PROBLEM TO WORK ON
Your answer should consist of the lines in the following data that contain "Where".

Free-text object descriptions:

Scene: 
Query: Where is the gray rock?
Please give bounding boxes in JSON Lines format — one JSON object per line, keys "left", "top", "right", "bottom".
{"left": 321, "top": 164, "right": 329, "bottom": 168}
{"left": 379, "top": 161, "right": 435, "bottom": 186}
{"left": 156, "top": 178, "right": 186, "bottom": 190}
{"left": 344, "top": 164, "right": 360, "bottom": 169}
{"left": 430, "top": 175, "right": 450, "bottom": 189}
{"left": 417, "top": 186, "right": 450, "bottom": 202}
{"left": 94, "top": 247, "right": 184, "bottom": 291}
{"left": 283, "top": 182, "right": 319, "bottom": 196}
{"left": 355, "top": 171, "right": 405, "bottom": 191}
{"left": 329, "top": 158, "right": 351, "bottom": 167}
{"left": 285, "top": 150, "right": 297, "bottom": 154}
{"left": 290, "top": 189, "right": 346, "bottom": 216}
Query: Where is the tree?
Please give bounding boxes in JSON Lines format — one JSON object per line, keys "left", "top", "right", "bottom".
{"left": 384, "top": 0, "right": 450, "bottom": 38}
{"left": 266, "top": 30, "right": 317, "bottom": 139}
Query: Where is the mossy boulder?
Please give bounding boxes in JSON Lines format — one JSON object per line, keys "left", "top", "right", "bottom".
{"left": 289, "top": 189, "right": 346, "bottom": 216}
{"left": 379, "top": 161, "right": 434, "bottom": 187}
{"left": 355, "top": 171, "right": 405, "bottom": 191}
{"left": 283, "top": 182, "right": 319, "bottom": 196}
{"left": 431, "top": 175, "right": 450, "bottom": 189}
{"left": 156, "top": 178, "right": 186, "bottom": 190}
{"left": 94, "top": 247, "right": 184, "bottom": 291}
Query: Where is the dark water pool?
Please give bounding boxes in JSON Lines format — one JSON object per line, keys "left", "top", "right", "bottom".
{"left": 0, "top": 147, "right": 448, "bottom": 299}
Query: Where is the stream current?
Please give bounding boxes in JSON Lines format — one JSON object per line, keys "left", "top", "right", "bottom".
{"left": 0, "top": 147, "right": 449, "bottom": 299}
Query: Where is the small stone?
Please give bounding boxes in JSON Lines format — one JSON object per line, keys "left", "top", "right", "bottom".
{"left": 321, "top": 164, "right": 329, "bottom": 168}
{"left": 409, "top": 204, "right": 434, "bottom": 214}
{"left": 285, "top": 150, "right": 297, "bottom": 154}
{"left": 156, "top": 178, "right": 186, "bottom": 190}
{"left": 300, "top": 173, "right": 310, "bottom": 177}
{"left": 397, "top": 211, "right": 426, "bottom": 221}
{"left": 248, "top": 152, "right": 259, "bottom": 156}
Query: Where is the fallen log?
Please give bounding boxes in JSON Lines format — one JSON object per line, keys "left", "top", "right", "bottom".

FINISHED EXERCISE
Query: Where is the gray rock?
Query: Where is the tree?
Query: Where is the mossy boulder?
Query: Where is the dark water pool?
Query: Where is the stream current?
Query: Where is the small stone?
Query: Where is the fallen log?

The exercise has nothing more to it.